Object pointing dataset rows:
-=-=-=-=-

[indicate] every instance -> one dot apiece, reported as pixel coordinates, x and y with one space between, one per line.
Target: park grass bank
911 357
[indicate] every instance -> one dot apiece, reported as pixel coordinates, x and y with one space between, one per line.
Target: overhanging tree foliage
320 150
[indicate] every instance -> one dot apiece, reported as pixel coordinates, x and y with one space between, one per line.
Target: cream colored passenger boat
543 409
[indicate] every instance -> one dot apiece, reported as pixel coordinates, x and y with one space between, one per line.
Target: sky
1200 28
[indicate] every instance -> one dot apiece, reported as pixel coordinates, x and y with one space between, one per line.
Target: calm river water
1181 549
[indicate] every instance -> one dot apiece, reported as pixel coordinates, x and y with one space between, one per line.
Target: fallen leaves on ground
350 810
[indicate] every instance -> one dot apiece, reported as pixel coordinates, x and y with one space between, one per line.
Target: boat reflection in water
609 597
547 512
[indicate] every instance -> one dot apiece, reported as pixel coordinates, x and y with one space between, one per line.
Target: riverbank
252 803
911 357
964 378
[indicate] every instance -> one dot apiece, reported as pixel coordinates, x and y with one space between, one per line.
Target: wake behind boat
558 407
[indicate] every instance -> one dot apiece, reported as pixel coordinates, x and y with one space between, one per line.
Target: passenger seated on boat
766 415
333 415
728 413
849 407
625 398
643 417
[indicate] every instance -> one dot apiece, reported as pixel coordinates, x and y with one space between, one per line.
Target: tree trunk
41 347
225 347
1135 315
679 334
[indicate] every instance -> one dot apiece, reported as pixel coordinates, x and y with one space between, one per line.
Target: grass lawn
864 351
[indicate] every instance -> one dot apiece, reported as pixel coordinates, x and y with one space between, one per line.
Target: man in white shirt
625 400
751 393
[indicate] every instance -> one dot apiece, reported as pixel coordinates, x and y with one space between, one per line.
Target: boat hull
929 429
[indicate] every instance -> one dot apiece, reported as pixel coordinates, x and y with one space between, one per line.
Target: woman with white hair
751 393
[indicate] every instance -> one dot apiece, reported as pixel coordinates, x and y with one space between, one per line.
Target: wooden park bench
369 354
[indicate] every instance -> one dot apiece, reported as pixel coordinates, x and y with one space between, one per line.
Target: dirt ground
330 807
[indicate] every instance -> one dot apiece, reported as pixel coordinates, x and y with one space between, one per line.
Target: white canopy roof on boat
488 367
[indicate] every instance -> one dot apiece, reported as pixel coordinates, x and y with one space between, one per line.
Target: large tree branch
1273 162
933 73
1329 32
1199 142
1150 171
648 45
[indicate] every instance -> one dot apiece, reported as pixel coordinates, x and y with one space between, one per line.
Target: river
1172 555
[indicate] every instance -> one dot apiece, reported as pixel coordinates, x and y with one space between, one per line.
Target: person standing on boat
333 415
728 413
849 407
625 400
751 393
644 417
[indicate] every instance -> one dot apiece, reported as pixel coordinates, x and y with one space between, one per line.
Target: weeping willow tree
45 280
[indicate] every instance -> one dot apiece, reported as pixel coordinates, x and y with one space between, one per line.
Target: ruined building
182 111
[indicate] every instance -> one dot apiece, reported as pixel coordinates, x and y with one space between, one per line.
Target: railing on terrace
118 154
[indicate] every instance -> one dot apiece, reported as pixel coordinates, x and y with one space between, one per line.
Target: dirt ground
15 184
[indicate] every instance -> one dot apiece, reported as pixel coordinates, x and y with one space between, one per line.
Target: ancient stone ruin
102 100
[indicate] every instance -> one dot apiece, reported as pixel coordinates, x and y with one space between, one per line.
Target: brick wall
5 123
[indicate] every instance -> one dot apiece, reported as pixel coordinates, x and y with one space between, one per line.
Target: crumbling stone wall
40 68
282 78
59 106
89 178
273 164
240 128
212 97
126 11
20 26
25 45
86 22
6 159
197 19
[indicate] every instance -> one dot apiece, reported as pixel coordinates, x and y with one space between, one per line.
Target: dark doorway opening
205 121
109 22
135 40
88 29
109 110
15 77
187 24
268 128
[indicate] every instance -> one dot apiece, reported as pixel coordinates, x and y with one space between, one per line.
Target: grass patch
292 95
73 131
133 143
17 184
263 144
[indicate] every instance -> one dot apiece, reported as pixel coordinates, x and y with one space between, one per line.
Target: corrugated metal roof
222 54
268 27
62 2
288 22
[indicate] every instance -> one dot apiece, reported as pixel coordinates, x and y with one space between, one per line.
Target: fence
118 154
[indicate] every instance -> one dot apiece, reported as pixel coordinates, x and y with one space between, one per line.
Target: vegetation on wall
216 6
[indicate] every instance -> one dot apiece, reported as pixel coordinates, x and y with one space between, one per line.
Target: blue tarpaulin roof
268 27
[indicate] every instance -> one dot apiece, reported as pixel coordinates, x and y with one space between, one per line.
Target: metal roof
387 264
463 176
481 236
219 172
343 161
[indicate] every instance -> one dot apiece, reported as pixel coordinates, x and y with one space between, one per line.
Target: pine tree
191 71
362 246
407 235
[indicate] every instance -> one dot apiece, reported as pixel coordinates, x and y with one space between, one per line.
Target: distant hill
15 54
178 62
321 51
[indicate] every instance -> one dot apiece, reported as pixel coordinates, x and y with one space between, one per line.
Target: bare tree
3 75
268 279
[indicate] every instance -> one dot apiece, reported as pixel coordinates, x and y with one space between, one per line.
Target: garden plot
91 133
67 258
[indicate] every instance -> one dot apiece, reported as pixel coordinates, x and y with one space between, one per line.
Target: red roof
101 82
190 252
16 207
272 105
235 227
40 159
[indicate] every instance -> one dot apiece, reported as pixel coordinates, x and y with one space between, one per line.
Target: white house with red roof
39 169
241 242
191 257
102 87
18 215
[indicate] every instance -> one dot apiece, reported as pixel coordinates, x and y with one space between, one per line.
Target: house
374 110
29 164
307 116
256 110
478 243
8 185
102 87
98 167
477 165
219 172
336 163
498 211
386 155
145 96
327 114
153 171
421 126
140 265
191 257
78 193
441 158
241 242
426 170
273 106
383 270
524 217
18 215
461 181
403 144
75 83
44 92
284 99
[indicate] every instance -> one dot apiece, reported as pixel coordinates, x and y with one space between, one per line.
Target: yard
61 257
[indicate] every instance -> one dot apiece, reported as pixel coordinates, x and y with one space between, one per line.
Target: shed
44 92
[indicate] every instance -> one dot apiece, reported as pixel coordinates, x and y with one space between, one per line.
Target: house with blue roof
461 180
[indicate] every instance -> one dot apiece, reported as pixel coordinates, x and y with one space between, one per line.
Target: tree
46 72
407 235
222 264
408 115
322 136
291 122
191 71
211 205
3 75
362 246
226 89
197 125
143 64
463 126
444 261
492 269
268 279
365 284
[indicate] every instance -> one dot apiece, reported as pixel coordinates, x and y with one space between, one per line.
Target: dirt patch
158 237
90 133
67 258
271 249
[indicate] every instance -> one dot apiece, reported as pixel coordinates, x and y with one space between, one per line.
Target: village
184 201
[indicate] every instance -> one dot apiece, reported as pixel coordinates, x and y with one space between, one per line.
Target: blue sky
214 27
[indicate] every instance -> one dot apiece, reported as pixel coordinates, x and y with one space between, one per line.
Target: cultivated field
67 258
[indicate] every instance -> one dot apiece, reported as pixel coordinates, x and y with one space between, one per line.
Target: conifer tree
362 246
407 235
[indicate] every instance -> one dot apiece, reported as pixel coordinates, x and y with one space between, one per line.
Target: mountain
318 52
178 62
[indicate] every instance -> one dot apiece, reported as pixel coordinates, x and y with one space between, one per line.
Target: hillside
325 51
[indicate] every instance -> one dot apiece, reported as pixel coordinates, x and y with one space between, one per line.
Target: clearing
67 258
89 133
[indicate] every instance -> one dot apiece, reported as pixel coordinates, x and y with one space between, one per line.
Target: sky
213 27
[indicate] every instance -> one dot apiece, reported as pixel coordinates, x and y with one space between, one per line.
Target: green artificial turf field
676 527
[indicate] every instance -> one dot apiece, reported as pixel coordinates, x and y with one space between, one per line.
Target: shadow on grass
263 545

-=-=-=-=-

> _PROBLEM DETAILS_
Collect every line in the records above that contains the string "boat", matching case exactly.

> _REPLY_
Target: cream colored passenger boat
Target: boat reflection in water
Target: wake behind boat
Target: passenger seated on boat
Target: boat hull
Target: white canopy roof on boat
Target: person standing on boat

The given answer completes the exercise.